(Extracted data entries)
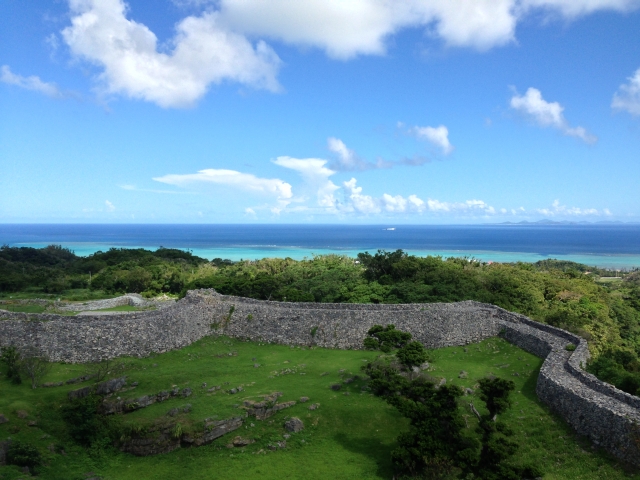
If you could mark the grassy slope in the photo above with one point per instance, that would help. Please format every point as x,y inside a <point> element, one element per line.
<point>347,437</point>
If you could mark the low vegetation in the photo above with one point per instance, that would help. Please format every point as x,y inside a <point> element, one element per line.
<point>351,434</point>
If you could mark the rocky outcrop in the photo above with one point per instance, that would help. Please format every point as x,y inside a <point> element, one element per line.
<point>166,437</point>
<point>607,415</point>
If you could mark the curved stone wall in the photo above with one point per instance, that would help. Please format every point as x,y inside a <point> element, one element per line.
<point>607,415</point>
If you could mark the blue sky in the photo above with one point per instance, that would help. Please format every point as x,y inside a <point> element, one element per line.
<point>359,111</point>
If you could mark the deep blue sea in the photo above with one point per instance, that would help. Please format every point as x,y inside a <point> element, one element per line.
<point>613,246</point>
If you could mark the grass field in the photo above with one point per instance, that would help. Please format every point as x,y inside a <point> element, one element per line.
<point>349,436</point>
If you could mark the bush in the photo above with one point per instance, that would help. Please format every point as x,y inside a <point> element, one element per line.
<point>11,357</point>
<point>84,422</point>
<point>23,455</point>
<point>386,338</point>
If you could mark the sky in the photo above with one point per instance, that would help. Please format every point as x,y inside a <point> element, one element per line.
<point>319,111</point>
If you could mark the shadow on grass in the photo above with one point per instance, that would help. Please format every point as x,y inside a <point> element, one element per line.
<point>370,447</point>
<point>529,387</point>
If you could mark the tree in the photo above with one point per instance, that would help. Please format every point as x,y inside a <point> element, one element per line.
<point>11,357</point>
<point>413,354</point>
<point>23,454</point>
<point>438,443</point>
<point>386,338</point>
<point>34,366</point>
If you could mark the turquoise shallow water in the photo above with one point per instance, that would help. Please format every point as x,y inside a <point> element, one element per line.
<point>614,261</point>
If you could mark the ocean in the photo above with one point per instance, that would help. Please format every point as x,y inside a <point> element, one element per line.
<point>615,246</point>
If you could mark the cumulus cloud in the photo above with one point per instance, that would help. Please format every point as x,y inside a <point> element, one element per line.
<point>213,46</point>
<point>627,97</point>
<point>363,27</point>
<point>547,114</point>
<point>270,187</point>
<point>562,210</point>
<point>438,136</point>
<point>316,175</point>
<point>29,83</point>
<point>204,52</point>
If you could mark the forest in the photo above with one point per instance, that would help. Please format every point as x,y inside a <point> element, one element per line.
<point>564,294</point>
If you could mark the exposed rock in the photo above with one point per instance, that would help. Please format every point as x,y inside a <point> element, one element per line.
<point>593,408</point>
<point>294,424</point>
<point>265,409</point>
<point>110,386</point>
<point>162,438</point>
<point>242,442</point>
<point>52,384</point>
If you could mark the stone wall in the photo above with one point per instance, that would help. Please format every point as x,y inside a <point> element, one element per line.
<point>608,416</point>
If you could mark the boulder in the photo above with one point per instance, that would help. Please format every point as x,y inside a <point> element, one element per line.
<point>110,386</point>
<point>294,424</point>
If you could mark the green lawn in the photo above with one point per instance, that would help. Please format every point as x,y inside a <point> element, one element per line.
<point>349,436</point>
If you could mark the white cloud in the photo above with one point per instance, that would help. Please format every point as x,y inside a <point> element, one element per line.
<point>29,83</point>
<point>204,52</point>
<point>242,181</point>
<point>346,29</point>
<point>363,27</point>
<point>575,8</point>
<point>628,95</point>
<point>316,175</point>
<point>562,210</point>
<point>547,114</point>
<point>439,136</point>
<point>213,46</point>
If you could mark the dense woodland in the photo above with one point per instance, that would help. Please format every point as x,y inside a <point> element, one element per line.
<point>564,294</point>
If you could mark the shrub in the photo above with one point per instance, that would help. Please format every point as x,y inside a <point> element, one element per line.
<point>84,423</point>
<point>23,454</point>
<point>386,338</point>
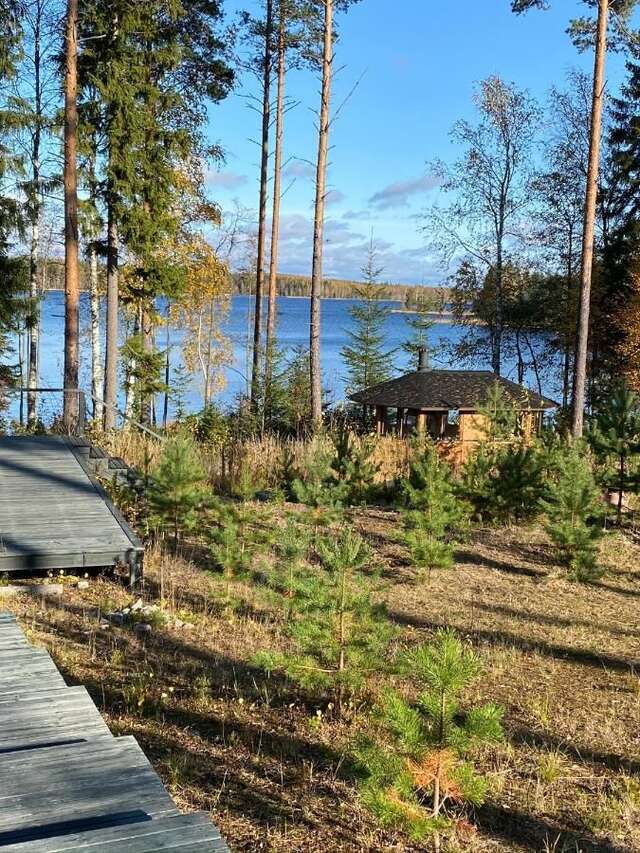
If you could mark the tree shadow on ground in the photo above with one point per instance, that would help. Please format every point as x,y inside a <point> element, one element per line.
<point>470,557</point>
<point>552,620</point>
<point>536,834</point>
<point>506,638</point>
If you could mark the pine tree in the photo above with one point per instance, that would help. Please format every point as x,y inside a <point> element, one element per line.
<point>353,468</point>
<point>416,775</point>
<point>572,510</point>
<point>339,633</point>
<point>434,511</point>
<point>422,305</point>
<point>227,534</point>
<point>13,307</point>
<point>367,359</point>
<point>615,437</point>
<point>178,489</point>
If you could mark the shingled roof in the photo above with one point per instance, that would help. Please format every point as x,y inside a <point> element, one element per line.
<point>446,389</point>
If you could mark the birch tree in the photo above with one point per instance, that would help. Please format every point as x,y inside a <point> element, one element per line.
<point>71,261</point>
<point>34,100</point>
<point>491,185</point>
<point>583,33</point>
<point>327,9</point>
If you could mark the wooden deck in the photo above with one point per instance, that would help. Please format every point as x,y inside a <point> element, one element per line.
<point>67,783</point>
<point>53,512</point>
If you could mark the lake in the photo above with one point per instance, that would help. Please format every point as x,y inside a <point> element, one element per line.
<point>293,330</point>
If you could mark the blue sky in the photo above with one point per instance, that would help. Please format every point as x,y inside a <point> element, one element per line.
<point>417,62</point>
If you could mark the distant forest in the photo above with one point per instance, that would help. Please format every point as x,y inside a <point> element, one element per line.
<point>288,285</point>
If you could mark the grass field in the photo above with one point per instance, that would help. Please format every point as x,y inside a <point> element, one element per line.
<point>272,767</point>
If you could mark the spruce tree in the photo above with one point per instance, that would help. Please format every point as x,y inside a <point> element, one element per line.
<point>416,773</point>
<point>338,633</point>
<point>434,512</point>
<point>573,509</point>
<point>615,437</point>
<point>226,531</point>
<point>421,305</point>
<point>178,488</point>
<point>367,358</point>
<point>13,307</point>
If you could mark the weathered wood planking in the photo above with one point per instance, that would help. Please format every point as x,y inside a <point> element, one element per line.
<point>53,513</point>
<point>67,784</point>
<point>183,833</point>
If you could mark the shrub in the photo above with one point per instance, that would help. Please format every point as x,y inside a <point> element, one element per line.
<point>339,634</point>
<point>572,510</point>
<point>416,772</point>
<point>177,488</point>
<point>435,512</point>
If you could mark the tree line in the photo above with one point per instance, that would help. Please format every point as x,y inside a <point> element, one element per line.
<point>104,128</point>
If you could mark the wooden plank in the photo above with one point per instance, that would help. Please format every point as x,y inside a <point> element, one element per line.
<point>53,513</point>
<point>190,832</point>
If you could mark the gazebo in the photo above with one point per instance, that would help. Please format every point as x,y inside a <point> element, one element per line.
<point>445,403</point>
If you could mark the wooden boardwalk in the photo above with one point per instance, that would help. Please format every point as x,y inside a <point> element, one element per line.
<point>53,512</point>
<point>67,783</point>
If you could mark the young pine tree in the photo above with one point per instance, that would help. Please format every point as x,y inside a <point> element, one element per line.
<point>434,511</point>
<point>615,438</point>
<point>367,359</point>
<point>177,488</point>
<point>416,774</point>
<point>226,532</point>
<point>339,633</point>
<point>353,467</point>
<point>572,509</point>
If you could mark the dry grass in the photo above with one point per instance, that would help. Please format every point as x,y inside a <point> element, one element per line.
<point>262,459</point>
<point>562,659</point>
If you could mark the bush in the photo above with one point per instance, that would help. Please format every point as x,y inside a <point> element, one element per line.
<point>339,634</point>
<point>434,513</point>
<point>573,510</point>
<point>177,488</point>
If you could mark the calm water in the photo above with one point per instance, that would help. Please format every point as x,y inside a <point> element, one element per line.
<point>293,330</point>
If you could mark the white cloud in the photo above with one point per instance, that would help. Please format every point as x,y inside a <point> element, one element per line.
<point>226,180</point>
<point>398,193</point>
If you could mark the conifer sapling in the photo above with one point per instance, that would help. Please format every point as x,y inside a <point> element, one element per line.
<point>416,772</point>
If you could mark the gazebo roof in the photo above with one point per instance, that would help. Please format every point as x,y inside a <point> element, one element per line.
<point>441,390</point>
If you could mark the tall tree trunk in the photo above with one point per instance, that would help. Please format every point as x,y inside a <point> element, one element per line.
<point>318,227</point>
<point>34,312</point>
<point>262,213</point>
<point>275,214</point>
<point>111,337</point>
<point>96,355</point>
<point>71,265</point>
<point>146,331</point>
<point>34,209</point>
<point>580,370</point>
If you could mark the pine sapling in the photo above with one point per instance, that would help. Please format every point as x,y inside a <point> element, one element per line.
<point>339,634</point>
<point>416,770</point>
<point>177,489</point>
<point>573,508</point>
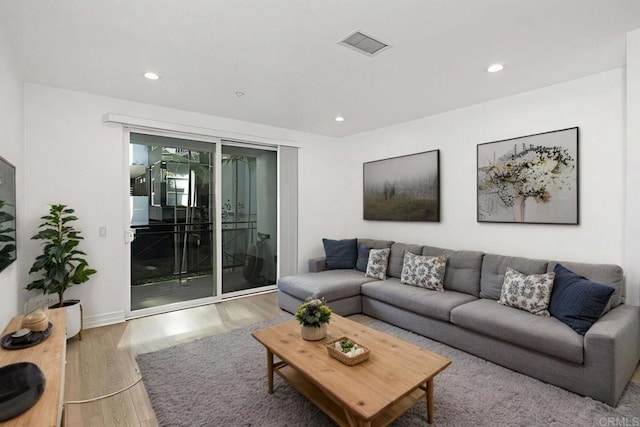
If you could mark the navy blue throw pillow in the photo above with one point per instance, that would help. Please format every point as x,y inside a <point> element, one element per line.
<point>363,257</point>
<point>340,253</point>
<point>576,300</point>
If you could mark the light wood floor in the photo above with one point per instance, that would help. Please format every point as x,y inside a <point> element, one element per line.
<point>104,361</point>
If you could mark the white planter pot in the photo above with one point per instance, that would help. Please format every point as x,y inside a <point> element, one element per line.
<point>311,333</point>
<point>74,317</point>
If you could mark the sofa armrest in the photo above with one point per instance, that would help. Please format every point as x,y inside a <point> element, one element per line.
<point>612,347</point>
<point>317,264</point>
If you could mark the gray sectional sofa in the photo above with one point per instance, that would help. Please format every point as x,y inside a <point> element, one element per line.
<point>467,316</point>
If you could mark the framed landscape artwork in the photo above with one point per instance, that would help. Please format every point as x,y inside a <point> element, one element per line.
<point>405,188</point>
<point>531,179</point>
<point>7,213</point>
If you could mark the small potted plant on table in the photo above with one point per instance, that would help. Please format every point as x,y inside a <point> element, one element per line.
<point>313,315</point>
<point>61,263</point>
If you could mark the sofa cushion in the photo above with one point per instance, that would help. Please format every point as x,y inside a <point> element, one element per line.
<point>376,244</point>
<point>340,253</point>
<point>330,284</point>
<point>426,302</point>
<point>363,257</point>
<point>531,293</point>
<point>607,274</point>
<point>377,264</point>
<point>495,266</point>
<point>463,269</point>
<point>577,301</point>
<point>543,334</point>
<point>396,260</point>
<point>424,271</point>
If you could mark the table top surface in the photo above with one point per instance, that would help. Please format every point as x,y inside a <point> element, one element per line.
<point>49,355</point>
<point>394,367</point>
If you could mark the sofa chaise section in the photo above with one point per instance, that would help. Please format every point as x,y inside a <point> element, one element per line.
<point>340,288</point>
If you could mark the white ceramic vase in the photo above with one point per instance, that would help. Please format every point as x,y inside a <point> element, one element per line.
<point>311,333</point>
<point>74,317</point>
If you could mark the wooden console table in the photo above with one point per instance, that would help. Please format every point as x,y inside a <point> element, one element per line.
<point>50,356</point>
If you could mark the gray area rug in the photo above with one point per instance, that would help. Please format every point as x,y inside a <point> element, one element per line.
<point>221,381</point>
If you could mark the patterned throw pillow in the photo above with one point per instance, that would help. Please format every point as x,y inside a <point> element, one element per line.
<point>424,271</point>
<point>531,293</point>
<point>377,265</point>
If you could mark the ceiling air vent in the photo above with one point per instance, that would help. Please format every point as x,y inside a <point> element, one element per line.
<point>363,43</point>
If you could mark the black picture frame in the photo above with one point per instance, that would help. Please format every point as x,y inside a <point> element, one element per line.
<point>530,179</point>
<point>8,253</point>
<point>404,188</point>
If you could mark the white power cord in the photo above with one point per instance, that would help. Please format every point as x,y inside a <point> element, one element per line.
<point>74,402</point>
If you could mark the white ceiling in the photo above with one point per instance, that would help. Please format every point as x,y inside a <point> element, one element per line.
<point>283,54</point>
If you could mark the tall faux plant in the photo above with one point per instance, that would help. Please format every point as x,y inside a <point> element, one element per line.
<point>61,263</point>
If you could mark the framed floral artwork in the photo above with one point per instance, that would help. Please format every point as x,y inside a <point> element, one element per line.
<point>531,179</point>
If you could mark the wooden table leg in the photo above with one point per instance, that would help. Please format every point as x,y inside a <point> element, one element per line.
<point>430,401</point>
<point>270,371</point>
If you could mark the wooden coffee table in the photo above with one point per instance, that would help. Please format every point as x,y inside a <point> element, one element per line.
<point>395,377</point>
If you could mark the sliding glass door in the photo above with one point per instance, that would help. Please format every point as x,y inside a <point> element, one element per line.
<point>249,218</point>
<point>172,188</point>
<point>203,219</point>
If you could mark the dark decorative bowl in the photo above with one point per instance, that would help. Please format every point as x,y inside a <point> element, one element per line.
<point>21,385</point>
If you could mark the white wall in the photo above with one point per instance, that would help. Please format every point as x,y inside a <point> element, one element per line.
<point>632,259</point>
<point>12,149</point>
<point>595,104</point>
<point>76,159</point>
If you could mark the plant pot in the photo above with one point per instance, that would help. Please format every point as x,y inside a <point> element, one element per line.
<point>312,333</point>
<point>74,316</point>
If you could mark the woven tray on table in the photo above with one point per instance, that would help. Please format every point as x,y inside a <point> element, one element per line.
<point>342,357</point>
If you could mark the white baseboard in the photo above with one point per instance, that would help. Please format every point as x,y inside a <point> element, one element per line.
<point>103,319</point>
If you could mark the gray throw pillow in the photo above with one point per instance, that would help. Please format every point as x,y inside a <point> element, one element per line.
<point>377,265</point>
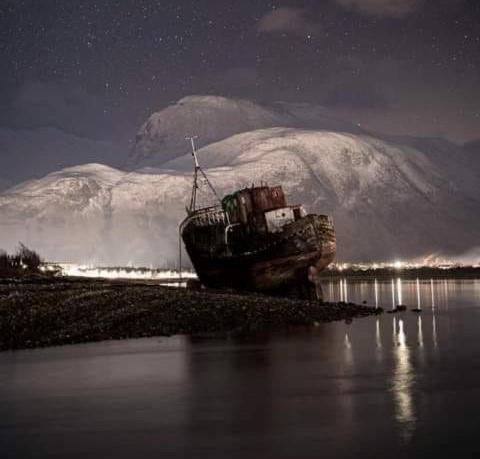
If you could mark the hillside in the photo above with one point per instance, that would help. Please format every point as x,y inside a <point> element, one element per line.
<point>387,200</point>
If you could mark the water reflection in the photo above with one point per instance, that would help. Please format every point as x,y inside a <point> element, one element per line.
<point>378,338</point>
<point>402,382</point>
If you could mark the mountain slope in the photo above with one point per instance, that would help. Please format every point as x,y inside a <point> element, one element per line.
<point>387,201</point>
<point>27,153</point>
<point>213,118</point>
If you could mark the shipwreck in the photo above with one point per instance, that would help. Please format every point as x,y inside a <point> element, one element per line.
<point>252,240</point>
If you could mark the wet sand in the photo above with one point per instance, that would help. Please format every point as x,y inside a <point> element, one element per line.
<point>39,311</point>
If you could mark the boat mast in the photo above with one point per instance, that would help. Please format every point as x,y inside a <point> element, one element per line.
<point>197,170</point>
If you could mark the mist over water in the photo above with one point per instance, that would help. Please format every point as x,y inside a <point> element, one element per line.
<point>396,385</point>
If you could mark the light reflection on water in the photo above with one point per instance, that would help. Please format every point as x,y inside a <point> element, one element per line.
<point>378,387</point>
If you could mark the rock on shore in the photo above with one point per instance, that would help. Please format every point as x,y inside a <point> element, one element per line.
<point>45,312</point>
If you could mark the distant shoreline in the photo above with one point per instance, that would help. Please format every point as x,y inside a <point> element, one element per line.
<point>467,272</point>
<point>39,311</point>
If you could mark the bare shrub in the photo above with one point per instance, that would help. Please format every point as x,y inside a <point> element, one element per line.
<point>24,260</point>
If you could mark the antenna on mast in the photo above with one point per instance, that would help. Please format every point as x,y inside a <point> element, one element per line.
<point>193,198</point>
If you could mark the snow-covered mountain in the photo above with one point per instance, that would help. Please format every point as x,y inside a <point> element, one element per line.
<point>213,118</point>
<point>387,200</point>
<point>27,153</point>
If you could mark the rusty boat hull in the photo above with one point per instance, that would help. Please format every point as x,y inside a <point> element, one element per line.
<point>286,262</point>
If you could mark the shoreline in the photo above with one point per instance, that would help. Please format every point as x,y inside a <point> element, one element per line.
<point>41,311</point>
<point>463,272</point>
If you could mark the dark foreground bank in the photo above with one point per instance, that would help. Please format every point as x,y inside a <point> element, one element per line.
<point>37,312</point>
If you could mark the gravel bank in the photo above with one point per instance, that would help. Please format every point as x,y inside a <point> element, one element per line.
<point>39,312</point>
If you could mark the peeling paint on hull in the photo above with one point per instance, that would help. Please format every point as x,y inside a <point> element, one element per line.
<point>278,264</point>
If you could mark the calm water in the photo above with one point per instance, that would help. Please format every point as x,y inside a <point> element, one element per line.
<point>401,385</point>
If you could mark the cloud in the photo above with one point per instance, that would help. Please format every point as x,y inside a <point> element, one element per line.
<point>356,95</point>
<point>284,19</point>
<point>68,108</point>
<point>385,8</point>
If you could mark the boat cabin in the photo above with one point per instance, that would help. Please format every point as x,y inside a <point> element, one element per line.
<point>262,209</point>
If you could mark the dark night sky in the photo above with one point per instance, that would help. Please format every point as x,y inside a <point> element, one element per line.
<point>96,68</point>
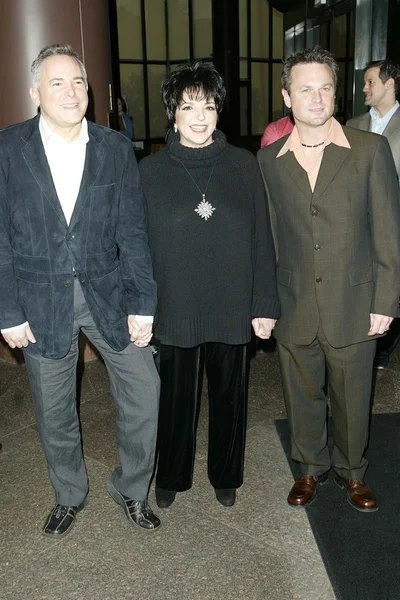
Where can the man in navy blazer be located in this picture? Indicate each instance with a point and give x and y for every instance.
(74, 255)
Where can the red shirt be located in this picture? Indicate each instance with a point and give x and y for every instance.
(276, 130)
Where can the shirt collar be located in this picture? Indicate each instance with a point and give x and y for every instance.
(386, 117)
(335, 136)
(48, 135)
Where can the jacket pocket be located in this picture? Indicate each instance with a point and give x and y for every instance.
(283, 276)
(362, 275)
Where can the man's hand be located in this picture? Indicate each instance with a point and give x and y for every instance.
(19, 338)
(140, 333)
(263, 327)
(379, 324)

- The problem
Please output exactly the lines from the one containing "Where can the man in" through the end of the records, both included.

- Solution for this exercise
Where can the man in navy blazer be located in this picture? Indicate each instance with a point and give x and y for every instance.
(74, 255)
Where can the red shirt be located in this picture? Indicate each instance with a point and give x and y for every instance.
(276, 130)
Where can the shirt collar be located in this picture? Indicate each instance with a point and give x and y for every instance.
(386, 117)
(335, 136)
(48, 135)
Where can the jacket pocket be located in this picture? Indicate each instance with a point and give x and y for every instance.
(283, 276)
(362, 275)
Where can the man's hand be located in this picture? Indicate each instance with a point and give x and y for every instance.
(19, 338)
(140, 333)
(263, 327)
(379, 324)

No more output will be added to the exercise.